=== Available records ===
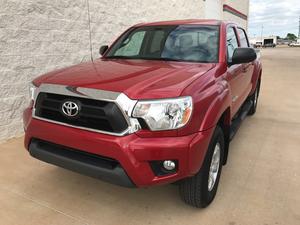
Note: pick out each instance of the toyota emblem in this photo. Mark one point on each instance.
(70, 108)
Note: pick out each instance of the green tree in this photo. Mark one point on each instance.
(291, 37)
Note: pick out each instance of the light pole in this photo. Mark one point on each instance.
(261, 35)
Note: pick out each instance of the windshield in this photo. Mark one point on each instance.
(175, 43)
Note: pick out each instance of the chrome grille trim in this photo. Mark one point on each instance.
(125, 104)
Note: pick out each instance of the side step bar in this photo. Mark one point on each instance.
(235, 124)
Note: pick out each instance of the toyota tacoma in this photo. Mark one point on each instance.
(160, 106)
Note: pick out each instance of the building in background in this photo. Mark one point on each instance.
(39, 36)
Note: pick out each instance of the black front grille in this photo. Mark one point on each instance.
(93, 114)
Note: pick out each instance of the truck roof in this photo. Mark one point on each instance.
(184, 22)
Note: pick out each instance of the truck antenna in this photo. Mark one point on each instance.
(90, 32)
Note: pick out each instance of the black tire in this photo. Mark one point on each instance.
(194, 190)
(254, 99)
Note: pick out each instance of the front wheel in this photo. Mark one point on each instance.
(200, 190)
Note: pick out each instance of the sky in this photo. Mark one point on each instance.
(278, 17)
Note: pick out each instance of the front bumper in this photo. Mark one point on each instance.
(134, 153)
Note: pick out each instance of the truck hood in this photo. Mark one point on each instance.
(138, 79)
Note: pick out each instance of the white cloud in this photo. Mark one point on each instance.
(277, 17)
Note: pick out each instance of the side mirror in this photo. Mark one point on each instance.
(103, 49)
(243, 55)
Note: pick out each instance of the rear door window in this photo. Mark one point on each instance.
(232, 43)
(243, 38)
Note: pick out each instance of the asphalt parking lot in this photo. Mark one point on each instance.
(260, 185)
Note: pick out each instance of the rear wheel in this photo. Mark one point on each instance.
(200, 190)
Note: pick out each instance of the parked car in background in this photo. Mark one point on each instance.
(269, 45)
(257, 45)
(294, 44)
(160, 106)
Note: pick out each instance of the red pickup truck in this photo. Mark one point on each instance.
(160, 106)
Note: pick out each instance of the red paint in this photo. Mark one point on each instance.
(210, 85)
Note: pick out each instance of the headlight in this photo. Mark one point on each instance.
(166, 114)
(32, 91)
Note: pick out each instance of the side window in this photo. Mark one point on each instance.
(243, 38)
(132, 45)
(156, 43)
(232, 43)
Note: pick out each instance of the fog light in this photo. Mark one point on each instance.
(169, 165)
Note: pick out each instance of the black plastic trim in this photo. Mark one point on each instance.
(96, 166)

=== Assignment ===
Omit every picture, then reproduce the rest of the listing exactly.

=== Problem solution ===
Note: pick out each instance of the toyota emblem in this photo. Mark one point on each instance.
(70, 108)
Note: pick out each instance of the green tree in this photo. Mark one point on each instance.
(291, 37)
Note: pick out each instance of the light pole in this photo. Mark one point on each instance.
(261, 35)
Note: pick out each instance of the windshield in this photo. Mark one point on each instance.
(175, 43)
Note: pick out each instance of the chrome grille trim in this photo. Mark one point on each instance.
(125, 104)
Note: pick out each instance of the side step bar in this photo. Mark one point on each instance.
(235, 124)
Note: pick out each instance of the toyota tacoma in this photo. Mark one point on each instance.
(160, 106)
Note: pick out each instance of the building in background in this photo. Mark one point on each instance.
(39, 36)
Note: pick out each instance of the black front grille in this photo. Mark one point on each instance.
(93, 114)
Note: pick out each instance of the truck roof in this photo. Mark one point on each instance.
(184, 22)
Note: pick out each instance of the truck antenna in this photo. Mark one point on each instance.
(90, 32)
Note: pick out each instance of the black tire in this photo. Mark one point on each instance.
(194, 190)
(254, 99)
Note: pick out each instance of the front wheel in this photo. Mark one point on each instance.
(200, 190)
Note: pick out each instance of the sky in this photo. Mark one point on each instance.
(278, 17)
Note: pick out each instance of the front bumper in this photo. Mark one point on each instance.
(134, 153)
Note: pick out each instance of the truck hood in this photo. Mark one point on each instance.
(138, 79)
Note: pick out each instance of the white cloud in this photo. Mark one point on each instance.
(277, 17)
Note: pick out each instance of the side mirror in this photo. Mark one point on each instance.
(103, 49)
(243, 55)
Note: pick out each instance of the rear door window in this photo. Mark one point on each instance.
(232, 43)
(243, 38)
Note: pick out each instance of the asphalt parking lot in this photo. Mark one point on each instance.
(260, 185)
Note: pick out each instance of the rear wheel in this photo. Mark one point on each instance.
(200, 190)
Note: pick out each instance of the parked car in background in this photo. Mark one point on each instance.
(269, 45)
(257, 45)
(294, 44)
(160, 106)
Note: pick out each instance of the red pickup truck in this photo. Mark one point on each instance.
(160, 106)
Note: pick out each instance of the red paint in this photo. Mark one point on each instance.
(210, 85)
Note: pick out each instance of the headlight in this photo. Mark one point on each instance.
(166, 114)
(32, 91)
Note: pick out each instance of the side window in this photo. Mark one point on each instance.
(243, 38)
(132, 45)
(156, 43)
(232, 43)
Note: pick out each instance of the fog light in this photo. Mark one point on each instance.
(169, 165)
Note: pick out each instance of the black plastic trim in this photo. Mark one point on each instance.
(96, 166)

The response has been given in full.